→ **Provided passage**
== Segment start ==

Study type: Epidemiological study (observational study)

Association between Extremely Low-Frequency Electromagnetic Fields Occupations and Amyotrophic Lateral Sclerosis: A Meta-Analysis. epidem.

Published in: PLoS One 2012; 7 (11): e48354

Aim of study (acc. to author)

A meta-analysis was performed to evaluate the relationship between occupational exposure to extremely low-frequency magnetic fields and the risk of amyotrophic lateral sclerosis.

Further details

Following 17 studies were included in the pooled analysis: Deapen et al. (1986), Gunnarsson et al. (1991), Gunnarsson et al. (1992), Strickland et al. (1996), Davanipour et al. (1997), Savitz et al. (1988a), Savitz et al. (1988b), Johansen et al. (2000), Noonan et al. (2002), Feychting et al. (2003), Hakansson et al. (2003), Weisskopf et al. (2005), Park et al. (2005), Röösli et al. (2007), Sorahan et al. (2007), Fang et al. (2009), and Parlett et al. (2011).
Sub-analyses were conducted taking into account study design, exposure assessment method and diagnosis criteria. Among these seventeen studies, there were nine case-control studies and eight cohort studies. Seven studies assessed the exposure levels based on job title, five were based on the job-exposure matrix, and five were based on both. Six studies used clinical diagnosis, and the others used the death certificate for diagnosis of amyotrophic lateral sclerosis.

Endpoint/type of risk estimation

Type of risk estimation: (odds ratio (OR))




Study size

Type Value
Total 7,307,441

case-control studies: 9,506 cases and 4,946 controls; cohort studies: 7,292,989 persons and 3,175 cases

Statistical analysis method:

Conclusion (acc. to author)

Occupational exposure to extremely low-frequency magnetic fields was significantly associated with increased risk of amyotrophic lateral sclerosis in pooled studies (RR 1.29, CI 1.02-1.62), and case-control studies (OR 1.39, CI 1.05-1.84), but not cohort studies (RR 1.16, CI 0.80-1.69). In sub-analyses, similar significant associations were observed when the exposure level was defined by the job title, but not the job-exposure matrix. Furthermore, significant associations were found in studies of subjects who were clinically diagnosed but not those based on the death certificate.

== Segment end ==

→ **Task to complete**
Retype the portion of the meta-analysis summary starting with "Study type: Epidemiological" and going on through "risk of amyotrophic lateral sclerosis.", keeping the wording unchanged. The rows that come next are separate material with no connection to the meta-analysis summary.

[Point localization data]

== Segment start ==

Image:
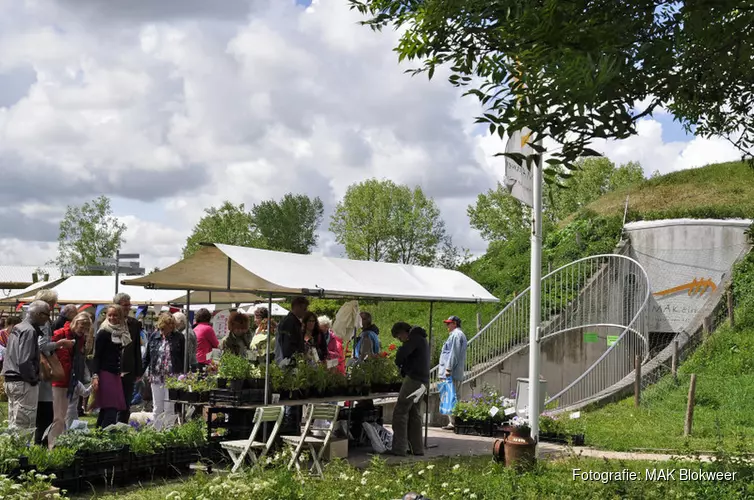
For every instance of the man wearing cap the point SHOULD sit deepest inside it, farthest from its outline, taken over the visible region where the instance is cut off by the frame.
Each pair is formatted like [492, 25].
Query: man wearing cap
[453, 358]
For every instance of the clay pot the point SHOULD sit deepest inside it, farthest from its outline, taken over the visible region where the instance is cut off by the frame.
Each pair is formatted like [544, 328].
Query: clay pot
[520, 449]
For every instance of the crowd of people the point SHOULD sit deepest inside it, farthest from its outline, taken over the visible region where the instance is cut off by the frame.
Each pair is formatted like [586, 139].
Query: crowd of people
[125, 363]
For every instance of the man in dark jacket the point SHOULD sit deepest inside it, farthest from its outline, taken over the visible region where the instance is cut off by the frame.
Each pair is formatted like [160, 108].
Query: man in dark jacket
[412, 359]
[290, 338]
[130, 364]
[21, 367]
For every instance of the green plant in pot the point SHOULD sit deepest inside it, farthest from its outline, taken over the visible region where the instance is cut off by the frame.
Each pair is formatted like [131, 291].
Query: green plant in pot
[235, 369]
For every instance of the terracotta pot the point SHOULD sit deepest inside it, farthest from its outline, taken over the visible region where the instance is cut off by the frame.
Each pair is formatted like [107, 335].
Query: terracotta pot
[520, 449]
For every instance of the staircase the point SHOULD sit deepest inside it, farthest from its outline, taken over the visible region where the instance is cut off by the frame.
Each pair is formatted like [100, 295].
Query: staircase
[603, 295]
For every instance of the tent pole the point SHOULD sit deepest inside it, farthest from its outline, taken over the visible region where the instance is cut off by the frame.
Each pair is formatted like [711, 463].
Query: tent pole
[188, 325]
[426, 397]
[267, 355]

== Segment end ==
== Segment start ==

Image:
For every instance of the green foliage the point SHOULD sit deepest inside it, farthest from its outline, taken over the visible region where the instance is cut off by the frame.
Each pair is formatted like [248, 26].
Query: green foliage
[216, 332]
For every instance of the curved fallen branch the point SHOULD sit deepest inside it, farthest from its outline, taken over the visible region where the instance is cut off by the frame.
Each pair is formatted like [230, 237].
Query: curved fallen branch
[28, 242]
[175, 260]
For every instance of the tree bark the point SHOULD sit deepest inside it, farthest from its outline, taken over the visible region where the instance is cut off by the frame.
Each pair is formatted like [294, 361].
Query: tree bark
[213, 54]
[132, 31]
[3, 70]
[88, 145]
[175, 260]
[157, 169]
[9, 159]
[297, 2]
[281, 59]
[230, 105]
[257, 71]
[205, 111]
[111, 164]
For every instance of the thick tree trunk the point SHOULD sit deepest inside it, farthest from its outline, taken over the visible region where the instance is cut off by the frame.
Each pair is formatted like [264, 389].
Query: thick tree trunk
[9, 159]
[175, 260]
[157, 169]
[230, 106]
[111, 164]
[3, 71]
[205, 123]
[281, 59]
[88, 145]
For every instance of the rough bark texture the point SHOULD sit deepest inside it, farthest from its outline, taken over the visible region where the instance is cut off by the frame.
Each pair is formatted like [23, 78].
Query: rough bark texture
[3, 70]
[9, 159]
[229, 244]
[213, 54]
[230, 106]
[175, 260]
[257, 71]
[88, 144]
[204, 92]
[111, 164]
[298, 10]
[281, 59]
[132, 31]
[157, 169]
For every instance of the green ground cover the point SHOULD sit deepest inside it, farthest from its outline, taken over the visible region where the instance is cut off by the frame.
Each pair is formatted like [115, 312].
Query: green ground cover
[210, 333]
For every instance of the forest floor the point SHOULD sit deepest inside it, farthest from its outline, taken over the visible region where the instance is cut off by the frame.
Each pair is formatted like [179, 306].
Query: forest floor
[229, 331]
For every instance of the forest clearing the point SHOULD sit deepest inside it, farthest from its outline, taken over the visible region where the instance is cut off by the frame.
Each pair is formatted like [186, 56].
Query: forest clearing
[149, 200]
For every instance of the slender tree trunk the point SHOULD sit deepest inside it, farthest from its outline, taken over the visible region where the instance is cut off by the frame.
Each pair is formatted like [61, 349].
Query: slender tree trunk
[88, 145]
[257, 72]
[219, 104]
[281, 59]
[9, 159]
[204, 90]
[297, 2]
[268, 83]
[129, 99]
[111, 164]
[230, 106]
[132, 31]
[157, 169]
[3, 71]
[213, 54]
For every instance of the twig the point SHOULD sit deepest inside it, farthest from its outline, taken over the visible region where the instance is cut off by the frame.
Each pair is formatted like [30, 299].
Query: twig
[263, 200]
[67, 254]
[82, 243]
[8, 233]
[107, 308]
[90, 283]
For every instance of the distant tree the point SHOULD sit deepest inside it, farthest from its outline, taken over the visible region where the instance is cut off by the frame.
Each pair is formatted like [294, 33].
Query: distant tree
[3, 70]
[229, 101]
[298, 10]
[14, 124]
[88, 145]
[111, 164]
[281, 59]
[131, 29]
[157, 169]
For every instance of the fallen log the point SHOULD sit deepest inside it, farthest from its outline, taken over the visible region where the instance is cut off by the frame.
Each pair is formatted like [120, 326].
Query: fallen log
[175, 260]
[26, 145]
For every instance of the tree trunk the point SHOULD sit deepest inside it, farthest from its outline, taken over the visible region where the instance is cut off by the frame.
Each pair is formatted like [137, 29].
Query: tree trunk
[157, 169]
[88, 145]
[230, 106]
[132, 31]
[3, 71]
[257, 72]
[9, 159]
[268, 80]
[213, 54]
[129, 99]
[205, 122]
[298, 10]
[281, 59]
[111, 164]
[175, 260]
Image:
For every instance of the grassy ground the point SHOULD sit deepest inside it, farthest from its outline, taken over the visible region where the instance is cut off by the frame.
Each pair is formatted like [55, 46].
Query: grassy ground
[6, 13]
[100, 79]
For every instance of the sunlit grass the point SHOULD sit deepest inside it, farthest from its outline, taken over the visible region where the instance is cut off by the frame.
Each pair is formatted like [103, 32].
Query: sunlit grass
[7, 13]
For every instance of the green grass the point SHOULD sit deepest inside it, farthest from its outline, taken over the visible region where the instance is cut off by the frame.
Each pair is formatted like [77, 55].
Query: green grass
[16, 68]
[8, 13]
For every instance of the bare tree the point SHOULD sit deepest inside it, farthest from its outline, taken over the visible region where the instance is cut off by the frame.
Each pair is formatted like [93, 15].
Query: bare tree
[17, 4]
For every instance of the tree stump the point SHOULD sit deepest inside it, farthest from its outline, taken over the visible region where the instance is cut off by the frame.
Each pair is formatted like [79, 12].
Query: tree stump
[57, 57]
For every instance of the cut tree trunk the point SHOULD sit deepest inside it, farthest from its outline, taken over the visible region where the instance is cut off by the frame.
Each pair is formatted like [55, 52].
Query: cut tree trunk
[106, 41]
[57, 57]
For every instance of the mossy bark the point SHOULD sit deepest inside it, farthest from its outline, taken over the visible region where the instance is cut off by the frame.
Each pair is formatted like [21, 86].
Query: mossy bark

== Segment end ==
== Segment start ==

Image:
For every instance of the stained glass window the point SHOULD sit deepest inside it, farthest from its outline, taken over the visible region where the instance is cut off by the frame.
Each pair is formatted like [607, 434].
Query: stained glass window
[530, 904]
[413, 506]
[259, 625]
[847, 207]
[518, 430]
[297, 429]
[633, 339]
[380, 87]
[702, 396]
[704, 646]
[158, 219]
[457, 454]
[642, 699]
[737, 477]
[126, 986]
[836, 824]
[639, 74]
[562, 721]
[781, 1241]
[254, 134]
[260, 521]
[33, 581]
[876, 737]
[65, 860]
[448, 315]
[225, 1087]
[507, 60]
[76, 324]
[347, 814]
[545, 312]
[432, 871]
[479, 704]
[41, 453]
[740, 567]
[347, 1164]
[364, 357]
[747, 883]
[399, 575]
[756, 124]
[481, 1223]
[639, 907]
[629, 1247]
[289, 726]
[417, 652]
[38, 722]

== Segment end ==

→ **Final answer**
Study type: Epidemiological study (observational study)

Association between Extremely Low-Frequency Electromagnetic Fields Occupations and Amyotrophic Lateral Sclerosis: A Meta-Analysis. epidem.

Published in: PLoS One 2012; 7 (11): e48354

Aim of study (acc. to author)

A meta-analysis was performed to evaluate the relationship between occupational exposure to extremely low-frequency magnetic fields and the risk of amyotrophic lateral sclerosis.